::: Teks bacaan

*) Oleh: Dr. Ajang Kusmana
Kita tentu menginginkan hidup yang penuh berkah, baik di dunia maupun di akhirat. Sebab, kebahagiaan hidup di dunia saja hanyalah fana dan sementara.
Berkah bukanlah sekadar cukup dan mencukupi, tetapi lebih dari itu. Barakah adalah bertambahnya ketaatan kita kepada Allah Azza wa Jalla dalam segala keadaan, baik saat kita berlimpah atau saat kekurangan.
Berkah itu, Albarakatu tuziidukum fi tha’ah (Berkah menambah taatmu kepada Allah). Hidup yang berkah bukan hanya ditandai dengan kesehatan, tetapi terkadang sakit justru menjadi berkah, sebagaimana yang dialami Nabi Ayub.
Penyakit yang sangat parah justru menambah ketaatannya kepada Allah Azza wa Jalla. Berkah itu tidak selalu berarti panjang umur. Ada yang berumur pendek, namun ketaatannya luar biasa, seperti Mus’ab ibn Umair.
Tanah yang berkah itu bukan hanya karena kesuburan atau panoramanya yang indah, tetapi seperti tanah Mekkah, yang meski tandus, memiliki keutamaan yang tiada tanding di hadapan Allah Azza wa Jalla.
Makanan yang berkah itu bukanlah yang lezat atau bergizi lengkap, tetapi makanan yang mampu mendorong kita untuk lebih taat kepada-Nya.

::::::

Tugas 1 ▸ Ketik ulang bagian tulisan tentang berkah dari "Berkah bukanlah sekadar" sampai "atau saat kekurangan." tanpa mengubah satu kata pun.

::: Masukan tugas

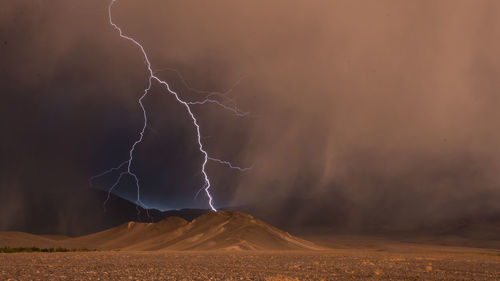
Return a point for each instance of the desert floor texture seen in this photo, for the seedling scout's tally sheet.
(378, 263)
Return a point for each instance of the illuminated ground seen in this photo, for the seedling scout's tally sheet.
(404, 263)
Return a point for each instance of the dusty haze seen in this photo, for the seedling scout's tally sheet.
(387, 108)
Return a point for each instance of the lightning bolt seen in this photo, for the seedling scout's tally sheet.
(187, 104)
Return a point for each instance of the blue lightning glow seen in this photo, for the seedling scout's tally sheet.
(152, 77)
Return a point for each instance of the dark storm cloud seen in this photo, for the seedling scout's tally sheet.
(387, 108)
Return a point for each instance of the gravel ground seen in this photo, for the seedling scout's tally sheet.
(329, 265)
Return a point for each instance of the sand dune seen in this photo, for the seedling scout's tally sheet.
(227, 230)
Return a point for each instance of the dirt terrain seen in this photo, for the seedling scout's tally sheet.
(225, 230)
(430, 263)
(236, 246)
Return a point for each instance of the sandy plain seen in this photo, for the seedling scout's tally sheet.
(379, 261)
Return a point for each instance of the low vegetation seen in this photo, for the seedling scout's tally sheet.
(41, 250)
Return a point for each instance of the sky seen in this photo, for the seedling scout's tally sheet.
(386, 108)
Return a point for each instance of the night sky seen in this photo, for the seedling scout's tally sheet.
(387, 108)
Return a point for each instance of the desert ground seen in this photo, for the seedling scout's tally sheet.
(377, 263)
(235, 246)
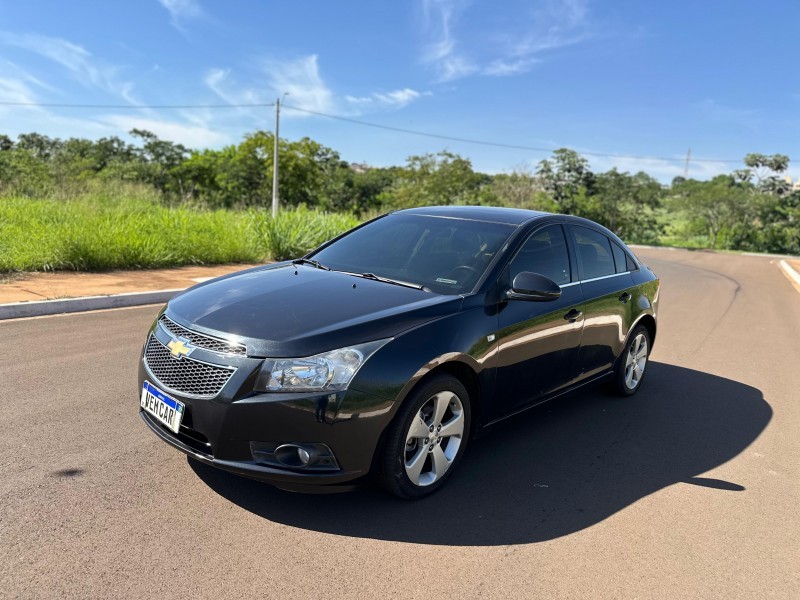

::::::

Tugas 2 ▸ Ulangi seluruh entri data di atas baris demi baris tanpa perubahan apa pun. Gambarnya tidak perlu disertakan.

Jawaban akhir 1 ▸
Berkah bukanlah sekadar cukup dan mencukupi, tetapi lebih dari itu. Barakah adalah bertambahnya ketaatan kita kepada Allah Azza wa Jalla dalam segala keadaan, baik saat kita berlimpah atau saat kekurangan.

Jawaban akhir 2 ▸
Return a point for each instance of the desert floor texture seen in this photo, for the seedling scout's tally sheet.
(378, 263)
Return a point for each instance of the illuminated ground seen in this photo, for the seedling scout's tally sheet.
(404, 263)
Return a point for each instance of the dusty haze seen in this photo, for the seedling scout's tally sheet.
(387, 108)
Return a point for each instance of the lightning bolt seen in this photo, for the seedling scout's tally sheet.
(187, 104)
Return a point for each instance of the blue lightning glow seen in this photo, for the seedling scout's tally sheet.
(152, 77)
Return a point for each instance of the dark storm cloud seen in this photo, for the seedling scout's tally sheet.
(387, 108)
Return a point for each instance of the gravel ground seen in this photo, for the seedling scout's tally sheet.
(329, 265)
Return a point for each instance of the sand dune seen in this photo, for the seedling scout's tally sheet.
(227, 230)
Return a point for each instance of the dirt terrain seen in this photo, for the seedling scout's tally sheet.
(225, 230)
(430, 263)
(236, 246)
Return a point for each instance of the sandy plain seen in this photo, for the seedling scout's tally sheet.
(379, 261)
Return a point for each instance of the low vegetation seen in this photo, for the seedling scout's tally sheet.
(41, 250)
Return a point for each instance of the sky seen in this photo, for the seedling scout's tally sheet.
(386, 108)
Return a point for each instance of the night sky seen in this photo, for the seedling scout's tally sheet.
(387, 108)
Return a point for each instance of the desert ground seen in this photo, for the seedling scout's tally sheet.
(377, 263)
(235, 246)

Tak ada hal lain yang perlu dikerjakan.